(DATA EXTRACTS Opens)
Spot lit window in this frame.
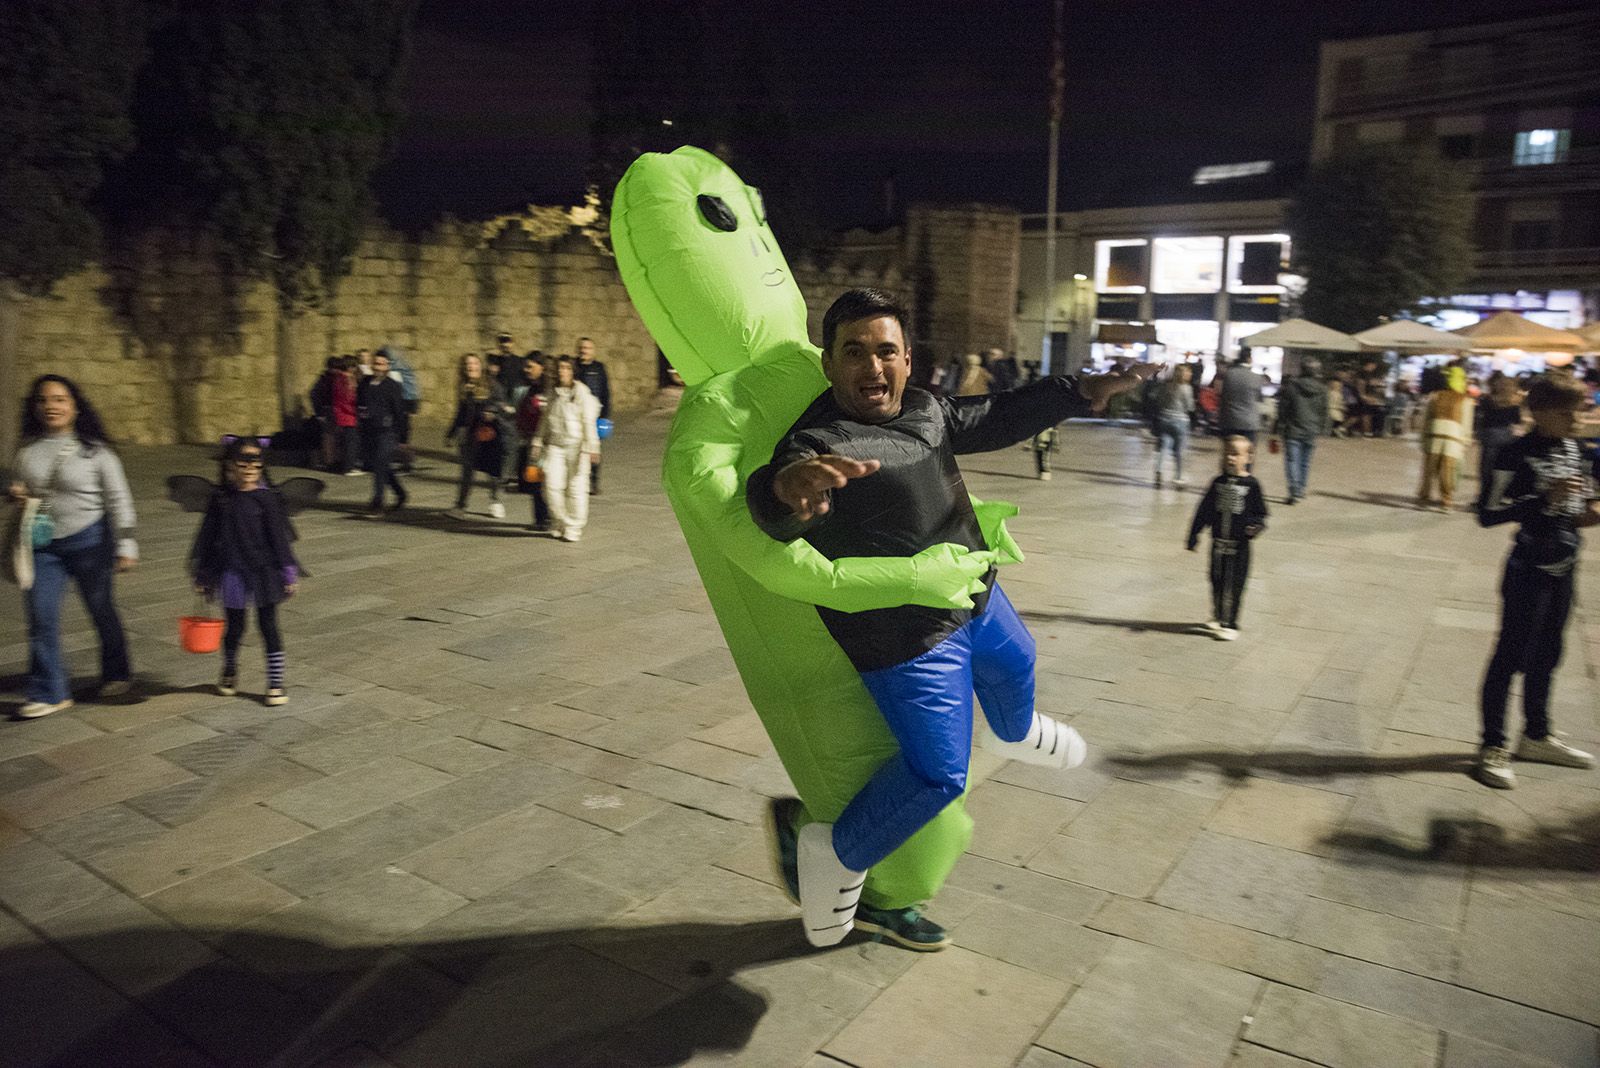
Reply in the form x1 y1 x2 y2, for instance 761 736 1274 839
(DATA EXTRACTS Closes)
(DATA EXTRACTS Opens)
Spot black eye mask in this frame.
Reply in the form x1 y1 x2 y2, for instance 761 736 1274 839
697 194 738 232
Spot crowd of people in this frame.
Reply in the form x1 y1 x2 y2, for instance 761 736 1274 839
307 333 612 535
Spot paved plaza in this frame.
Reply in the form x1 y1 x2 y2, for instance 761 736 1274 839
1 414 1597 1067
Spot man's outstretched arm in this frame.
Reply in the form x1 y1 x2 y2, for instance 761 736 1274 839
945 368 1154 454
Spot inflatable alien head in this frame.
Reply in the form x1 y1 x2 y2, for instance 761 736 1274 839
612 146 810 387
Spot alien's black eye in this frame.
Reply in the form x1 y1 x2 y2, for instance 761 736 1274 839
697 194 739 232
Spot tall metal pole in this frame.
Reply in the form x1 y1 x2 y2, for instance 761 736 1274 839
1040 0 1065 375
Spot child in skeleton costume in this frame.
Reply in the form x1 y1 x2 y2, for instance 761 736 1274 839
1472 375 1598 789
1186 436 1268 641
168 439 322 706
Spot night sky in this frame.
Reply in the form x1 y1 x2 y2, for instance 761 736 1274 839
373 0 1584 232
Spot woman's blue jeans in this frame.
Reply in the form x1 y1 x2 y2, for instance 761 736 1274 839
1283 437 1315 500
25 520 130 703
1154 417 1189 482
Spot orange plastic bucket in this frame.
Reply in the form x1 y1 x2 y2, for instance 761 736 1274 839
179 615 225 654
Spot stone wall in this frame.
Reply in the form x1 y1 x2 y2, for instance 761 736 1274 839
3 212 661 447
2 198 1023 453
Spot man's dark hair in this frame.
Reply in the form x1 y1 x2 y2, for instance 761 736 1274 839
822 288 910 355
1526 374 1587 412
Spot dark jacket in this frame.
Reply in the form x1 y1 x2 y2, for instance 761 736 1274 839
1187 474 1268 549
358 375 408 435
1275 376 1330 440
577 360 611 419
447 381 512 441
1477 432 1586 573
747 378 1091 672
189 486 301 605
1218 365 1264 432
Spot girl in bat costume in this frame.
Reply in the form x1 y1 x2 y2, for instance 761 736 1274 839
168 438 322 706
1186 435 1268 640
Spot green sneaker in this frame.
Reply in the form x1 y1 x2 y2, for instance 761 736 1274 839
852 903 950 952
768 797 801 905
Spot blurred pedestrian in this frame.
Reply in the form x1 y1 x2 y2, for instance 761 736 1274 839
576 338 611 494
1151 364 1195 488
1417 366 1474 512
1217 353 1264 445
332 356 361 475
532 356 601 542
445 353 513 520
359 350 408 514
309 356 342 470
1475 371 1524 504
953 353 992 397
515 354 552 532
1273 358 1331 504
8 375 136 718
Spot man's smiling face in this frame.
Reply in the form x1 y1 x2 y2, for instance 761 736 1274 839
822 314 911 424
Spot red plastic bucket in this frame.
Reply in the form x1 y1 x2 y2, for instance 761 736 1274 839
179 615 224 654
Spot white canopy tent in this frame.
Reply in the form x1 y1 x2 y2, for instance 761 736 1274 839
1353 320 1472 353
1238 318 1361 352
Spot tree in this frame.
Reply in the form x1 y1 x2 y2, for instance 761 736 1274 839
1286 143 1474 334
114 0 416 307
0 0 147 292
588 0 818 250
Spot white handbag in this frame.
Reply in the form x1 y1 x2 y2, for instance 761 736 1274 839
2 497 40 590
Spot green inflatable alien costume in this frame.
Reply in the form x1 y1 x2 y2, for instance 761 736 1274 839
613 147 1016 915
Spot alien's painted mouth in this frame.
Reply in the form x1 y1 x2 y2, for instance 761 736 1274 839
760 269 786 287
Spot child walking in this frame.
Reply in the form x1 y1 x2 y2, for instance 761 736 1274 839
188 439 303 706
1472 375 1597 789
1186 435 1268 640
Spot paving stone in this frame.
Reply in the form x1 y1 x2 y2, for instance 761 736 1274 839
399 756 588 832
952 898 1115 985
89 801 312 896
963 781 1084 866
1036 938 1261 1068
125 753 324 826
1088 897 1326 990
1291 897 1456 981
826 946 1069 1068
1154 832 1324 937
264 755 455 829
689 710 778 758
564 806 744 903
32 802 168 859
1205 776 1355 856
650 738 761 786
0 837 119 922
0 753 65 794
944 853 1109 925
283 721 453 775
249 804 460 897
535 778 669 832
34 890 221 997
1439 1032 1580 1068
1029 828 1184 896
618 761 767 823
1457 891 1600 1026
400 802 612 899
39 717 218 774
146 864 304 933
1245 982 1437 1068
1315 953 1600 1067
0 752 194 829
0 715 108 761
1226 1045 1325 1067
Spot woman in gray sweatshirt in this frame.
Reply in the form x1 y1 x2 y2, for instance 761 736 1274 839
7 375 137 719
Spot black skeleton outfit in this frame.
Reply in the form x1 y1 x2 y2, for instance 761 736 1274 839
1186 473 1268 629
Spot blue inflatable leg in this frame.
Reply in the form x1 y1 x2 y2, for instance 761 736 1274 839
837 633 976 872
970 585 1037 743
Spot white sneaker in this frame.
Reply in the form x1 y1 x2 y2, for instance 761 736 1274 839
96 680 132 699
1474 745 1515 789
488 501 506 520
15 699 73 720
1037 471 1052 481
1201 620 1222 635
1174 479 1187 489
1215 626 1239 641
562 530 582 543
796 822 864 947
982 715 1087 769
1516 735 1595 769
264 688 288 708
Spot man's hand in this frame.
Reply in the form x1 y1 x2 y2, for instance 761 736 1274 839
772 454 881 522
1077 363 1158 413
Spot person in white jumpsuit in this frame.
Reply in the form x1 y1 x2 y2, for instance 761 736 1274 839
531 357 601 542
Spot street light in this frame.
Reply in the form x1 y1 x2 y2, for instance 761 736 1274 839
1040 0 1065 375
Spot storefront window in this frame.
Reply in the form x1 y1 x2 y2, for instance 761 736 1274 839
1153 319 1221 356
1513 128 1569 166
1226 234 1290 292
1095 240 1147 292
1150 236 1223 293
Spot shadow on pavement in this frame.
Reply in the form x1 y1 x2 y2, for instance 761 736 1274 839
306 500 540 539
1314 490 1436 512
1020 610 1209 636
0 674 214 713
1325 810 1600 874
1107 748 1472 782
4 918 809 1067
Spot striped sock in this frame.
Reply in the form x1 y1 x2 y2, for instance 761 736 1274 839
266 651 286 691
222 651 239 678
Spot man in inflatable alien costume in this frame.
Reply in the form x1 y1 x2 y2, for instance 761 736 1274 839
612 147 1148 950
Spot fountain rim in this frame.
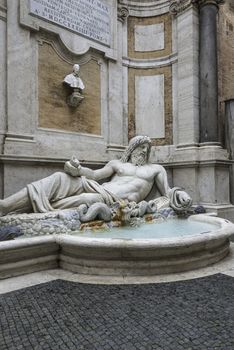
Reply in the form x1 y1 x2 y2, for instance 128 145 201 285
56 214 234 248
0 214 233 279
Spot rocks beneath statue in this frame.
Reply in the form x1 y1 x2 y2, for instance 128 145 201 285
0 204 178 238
(DATA EXTRACTS Closes)
*HOW TO COMPLETE THIS TASK*: Which lines above run from the one containing "Spot dark jacket in this frame." down to the one containing "Spot man's smiling face in this frame."? Repeat exactly those, both ends included, and nothing else.

*OUTPUT OF THE TASK*:
Spot dark jacket in this frame.
Reply in the form x1 y1 x2 y2, for instance 761 736 1274 839
1187 474 1268 549
358 375 408 435
1275 376 1330 440
577 360 611 419
447 381 512 441
1477 432 1586 573
747 378 1091 672
189 486 301 605
1218 365 1264 432
Spot girl in bat costume in this frame.
Reply in the form x1 y1 x2 y2, for instance 761 736 1274 839
168 438 322 706
1186 435 1268 640
Spot green sneaker in this frame.
Reply in the form x1 y1 x2 y2, for instance 761 736 1274 839
852 903 950 952
768 797 801 905
Spot blurred pedestrian in this frame.
Reply in the form x1 y1 x2 y2, for instance 761 736 1274 839
576 338 611 494
1151 364 1195 488
1417 366 1474 512
1217 353 1264 445
332 356 361 475
532 356 601 542
445 353 513 520
359 350 408 514
309 356 342 470
1475 371 1524 504
953 353 992 397
515 354 552 532
1273 358 1331 504
8 375 136 718
Spot man's smiling face in this frame.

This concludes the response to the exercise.